◆ STATED TASK: Rescale the material below, beginning at the line that contains "the water surface" and stopping after the line that contains "left=223, top=425, right=258, bottom=466". Reproduce only those lines, requests included, multiplying each bounding-box coordinate in the answers by 1.25 and rounding it to a whole number with halves rounded up, while leaving the requests and their sample coordinates unchanged.

◆ MATERIALS PROVIDED:
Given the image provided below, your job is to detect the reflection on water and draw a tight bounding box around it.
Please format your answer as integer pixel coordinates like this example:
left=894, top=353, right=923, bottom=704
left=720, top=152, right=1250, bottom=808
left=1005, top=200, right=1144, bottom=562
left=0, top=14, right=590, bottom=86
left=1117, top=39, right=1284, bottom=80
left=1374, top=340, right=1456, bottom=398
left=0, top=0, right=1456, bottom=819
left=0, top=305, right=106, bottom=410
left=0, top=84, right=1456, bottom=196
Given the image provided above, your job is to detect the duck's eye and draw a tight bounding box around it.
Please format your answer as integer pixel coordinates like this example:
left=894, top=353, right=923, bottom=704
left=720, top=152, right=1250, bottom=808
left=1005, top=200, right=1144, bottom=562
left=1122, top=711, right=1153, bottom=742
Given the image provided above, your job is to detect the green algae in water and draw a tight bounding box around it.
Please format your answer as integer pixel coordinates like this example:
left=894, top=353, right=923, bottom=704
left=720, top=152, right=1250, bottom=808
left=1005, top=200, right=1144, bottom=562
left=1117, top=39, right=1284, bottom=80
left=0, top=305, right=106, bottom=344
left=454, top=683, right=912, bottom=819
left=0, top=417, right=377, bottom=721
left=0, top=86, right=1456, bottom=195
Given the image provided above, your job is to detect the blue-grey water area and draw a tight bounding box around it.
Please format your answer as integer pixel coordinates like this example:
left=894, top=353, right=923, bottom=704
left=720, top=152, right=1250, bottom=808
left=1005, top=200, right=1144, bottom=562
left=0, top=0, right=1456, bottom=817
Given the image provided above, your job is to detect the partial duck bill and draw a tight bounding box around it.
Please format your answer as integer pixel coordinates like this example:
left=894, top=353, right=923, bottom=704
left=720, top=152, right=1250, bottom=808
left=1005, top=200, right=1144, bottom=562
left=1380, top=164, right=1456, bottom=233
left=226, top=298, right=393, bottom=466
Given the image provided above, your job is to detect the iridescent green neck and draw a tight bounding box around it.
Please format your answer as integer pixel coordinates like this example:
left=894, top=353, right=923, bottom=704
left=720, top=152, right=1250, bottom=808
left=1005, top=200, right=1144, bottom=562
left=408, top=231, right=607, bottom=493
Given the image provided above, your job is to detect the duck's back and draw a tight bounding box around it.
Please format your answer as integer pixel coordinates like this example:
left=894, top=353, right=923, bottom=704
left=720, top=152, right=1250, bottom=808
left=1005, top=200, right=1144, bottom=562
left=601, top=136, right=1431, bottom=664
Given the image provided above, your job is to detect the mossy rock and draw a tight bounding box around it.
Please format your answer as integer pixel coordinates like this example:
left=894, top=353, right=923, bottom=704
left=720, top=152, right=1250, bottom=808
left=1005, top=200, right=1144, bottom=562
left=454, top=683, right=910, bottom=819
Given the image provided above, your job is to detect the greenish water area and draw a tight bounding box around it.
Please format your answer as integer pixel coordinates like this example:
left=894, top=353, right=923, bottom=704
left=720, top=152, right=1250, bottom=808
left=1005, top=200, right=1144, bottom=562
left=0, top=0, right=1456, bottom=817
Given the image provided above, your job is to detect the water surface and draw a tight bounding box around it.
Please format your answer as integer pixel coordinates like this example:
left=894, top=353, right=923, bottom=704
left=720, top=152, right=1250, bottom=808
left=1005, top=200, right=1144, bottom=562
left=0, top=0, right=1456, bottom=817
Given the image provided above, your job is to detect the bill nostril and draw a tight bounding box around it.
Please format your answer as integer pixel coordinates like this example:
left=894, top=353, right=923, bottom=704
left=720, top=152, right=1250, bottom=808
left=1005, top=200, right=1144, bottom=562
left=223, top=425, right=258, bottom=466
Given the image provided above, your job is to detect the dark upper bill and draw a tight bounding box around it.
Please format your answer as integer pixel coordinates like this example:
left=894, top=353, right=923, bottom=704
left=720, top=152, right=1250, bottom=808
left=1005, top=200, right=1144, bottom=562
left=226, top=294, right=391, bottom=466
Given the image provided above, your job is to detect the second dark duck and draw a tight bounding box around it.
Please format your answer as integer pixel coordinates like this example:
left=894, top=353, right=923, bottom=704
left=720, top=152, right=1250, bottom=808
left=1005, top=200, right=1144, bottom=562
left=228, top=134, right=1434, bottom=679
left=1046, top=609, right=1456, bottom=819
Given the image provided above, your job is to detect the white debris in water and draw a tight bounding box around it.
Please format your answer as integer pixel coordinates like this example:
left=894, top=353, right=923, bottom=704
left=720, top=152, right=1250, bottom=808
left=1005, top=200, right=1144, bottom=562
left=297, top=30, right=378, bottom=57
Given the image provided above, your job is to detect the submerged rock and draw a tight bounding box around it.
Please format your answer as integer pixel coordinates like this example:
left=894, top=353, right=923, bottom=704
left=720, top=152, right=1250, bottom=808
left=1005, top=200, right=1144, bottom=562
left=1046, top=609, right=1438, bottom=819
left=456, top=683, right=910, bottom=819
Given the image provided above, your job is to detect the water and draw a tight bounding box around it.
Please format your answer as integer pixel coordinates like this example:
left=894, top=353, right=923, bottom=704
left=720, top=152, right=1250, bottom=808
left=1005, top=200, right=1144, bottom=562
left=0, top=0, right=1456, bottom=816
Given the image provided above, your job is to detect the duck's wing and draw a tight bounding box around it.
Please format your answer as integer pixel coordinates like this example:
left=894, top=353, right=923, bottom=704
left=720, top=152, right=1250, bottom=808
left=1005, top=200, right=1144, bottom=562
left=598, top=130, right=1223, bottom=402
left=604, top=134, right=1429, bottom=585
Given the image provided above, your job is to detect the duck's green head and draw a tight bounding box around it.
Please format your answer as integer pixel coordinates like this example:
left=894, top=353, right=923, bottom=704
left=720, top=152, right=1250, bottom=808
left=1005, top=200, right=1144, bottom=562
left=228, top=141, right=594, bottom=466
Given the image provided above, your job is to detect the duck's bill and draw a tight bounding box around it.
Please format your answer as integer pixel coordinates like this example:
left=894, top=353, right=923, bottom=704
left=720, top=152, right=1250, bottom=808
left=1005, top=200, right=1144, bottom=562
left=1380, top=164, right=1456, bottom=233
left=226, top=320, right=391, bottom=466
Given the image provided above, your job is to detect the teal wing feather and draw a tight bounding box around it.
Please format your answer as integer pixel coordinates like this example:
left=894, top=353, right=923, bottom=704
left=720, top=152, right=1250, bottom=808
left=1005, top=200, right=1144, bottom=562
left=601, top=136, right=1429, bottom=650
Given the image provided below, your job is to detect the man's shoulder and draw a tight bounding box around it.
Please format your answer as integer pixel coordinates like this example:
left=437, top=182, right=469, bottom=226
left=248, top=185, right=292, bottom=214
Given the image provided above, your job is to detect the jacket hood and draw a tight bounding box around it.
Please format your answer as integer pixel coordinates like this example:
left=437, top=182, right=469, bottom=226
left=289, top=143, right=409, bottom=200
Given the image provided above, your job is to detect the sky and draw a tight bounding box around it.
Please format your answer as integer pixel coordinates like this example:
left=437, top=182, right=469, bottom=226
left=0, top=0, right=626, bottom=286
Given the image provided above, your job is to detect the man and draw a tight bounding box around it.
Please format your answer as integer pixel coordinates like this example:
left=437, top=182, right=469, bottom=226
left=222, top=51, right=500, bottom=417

◆ ANSWER TO THIS TASK:
Given the image provided above, your job is to detect the water surface and draw a tight bounding box around it.
Please format your answer as integer pixel coordinates like this example:
left=894, top=353, right=923, bottom=704
left=720, top=152, right=1250, bottom=808
left=1005, top=200, right=1144, bottom=562
left=0, top=0, right=1820, bottom=1021
Given the image provided above, your job is to detect the bill nostril and draw a tight bounding box around it.
Please format your answer as integer pixel coordinates like this example:
left=894, top=353, right=923, bottom=704
left=720, top=152, right=1250, bottom=808
left=1005, top=200, right=1144, bottom=562
left=279, top=531, right=323, bottom=583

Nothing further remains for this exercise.